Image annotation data
===
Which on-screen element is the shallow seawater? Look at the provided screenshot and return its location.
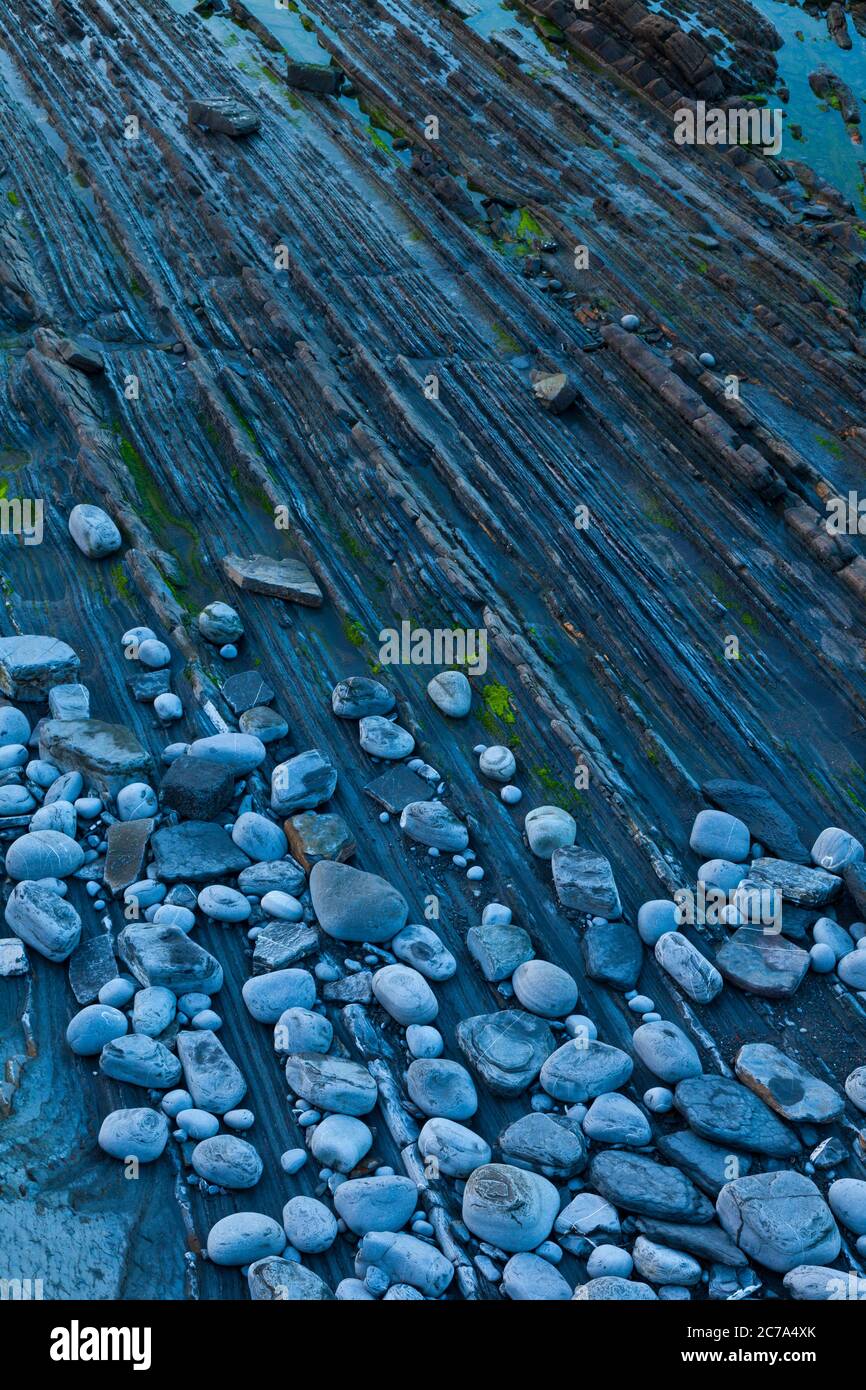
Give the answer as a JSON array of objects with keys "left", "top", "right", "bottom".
[{"left": 651, "top": 0, "right": 866, "bottom": 210}]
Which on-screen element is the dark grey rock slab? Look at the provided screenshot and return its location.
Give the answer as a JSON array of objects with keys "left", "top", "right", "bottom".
===
→ WORK REQUIRED
Please copy every row above word for word, leaving out the pictures.

→ ANSWER TO THE EXERCISE
Which on-screen element is the shallow seawater? Look at the provided screenshot and return its location.
Give the answer as a JSON array of objects with keys "left", "top", "right", "bottom".
[{"left": 651, "top": 0, "right": 866, "bottom": 210}]
Which on-screen element is the dark grey rock slab? Look at the provided screenshot and return its location.
Give the answer as a JSON array of objects with keys "left", "top", "right", "bottom".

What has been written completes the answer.